* Material shown:

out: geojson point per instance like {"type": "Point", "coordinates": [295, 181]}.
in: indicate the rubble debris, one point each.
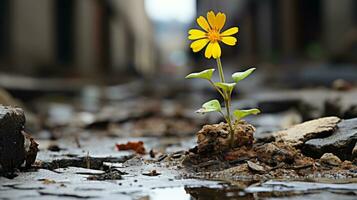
{"type": "Point", "coordinates": [109, 175]}
{"type": "Point", "coordinates": [276, 153]}
{"type": "Point", "coordinates": [255, 167]}
{"type": "Point", "coordinates": [54, 147]}
{"type": "Point", "coordinates": [354, 152]}
{"type": "Point", "coordinates": [215, 138]}
{"type": "Point", "coordinates": [16, 147]}
{"type": "Point", "coordinates": [340, 143]}
{"type": "Point", "coordinates": [48, 181]}
{"type": "Point", "coordinates": [138, 147]}
{"type": "Point", "coordinates": [152, 173]}
{"type": "Point", "coordinates": [330, 159]}
{"type": "Point", "coordinates": [31, 149]}
{"type": "Point", "coordinates": [300, 133]}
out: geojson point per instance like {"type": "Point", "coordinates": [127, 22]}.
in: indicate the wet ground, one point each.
{"type": "Point", "coordinates": [79, 157]}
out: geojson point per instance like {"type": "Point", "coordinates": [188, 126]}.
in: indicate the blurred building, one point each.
{"type": "Point", "coordinates": [80, 37]}
{"type": "Point", "coordinates": [290, 29]}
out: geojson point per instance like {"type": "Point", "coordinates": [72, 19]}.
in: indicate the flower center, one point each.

* Problem requirements: Rewrite all the rows above with "indicate" changed to "mark" and everything else left as it is. Leave out the pictures.

* The completed task:
out: geojson point per instance like {"type": "Point", "coordinates": [295, 181]}.
in: mark the rubble debris, one point each.
{"type": "Point", "coordinates": [109, 175]}
{"type": "Point", "coordinates": [276, 153]}
{"type": "Point", "coordinates": [255, 167]}
{"type": "Point", "coordinates": [54, 147]}
{"type": "Point", "coordinates": [354, 152]}
{"type": "Point", "coordinates": [215, 138]}
{"type": "Point", "coordinates": [16, 147]}
{"type": "Point", "coordinates": [340, 143]}
{"type": "Point", "coordinates": [48, 181]}
{"type": "Point", "coordinates": [138, 147]}
{"type": "Point", "coordinates": [152, 173]}
{"type": "Point", "coordinates": [330, 159]}
{"type": "Point", "coordinates": [31, 149]}
{"type": "Point", "coordinates": [300, 133]}
out: geojson point per instance like {"type": "Point", "coordinates": [127, 22]}.
in: mark the wet ground, one point each.
{"type": "Point", "coordinates": [79, 157]}
out: geojson point per instance like {"type": "Point", "coordinates": [188, 126]}.
in: mark the blurred building, one point each.
{"type": "Point", "coordinates": [80, 37]}
{"type": "Point", "coordinates": [290, 29]}
out: geojson point per instance like {"type": "Point", "coordinates": [72, 19]}.
in: mark the flower center, one point each.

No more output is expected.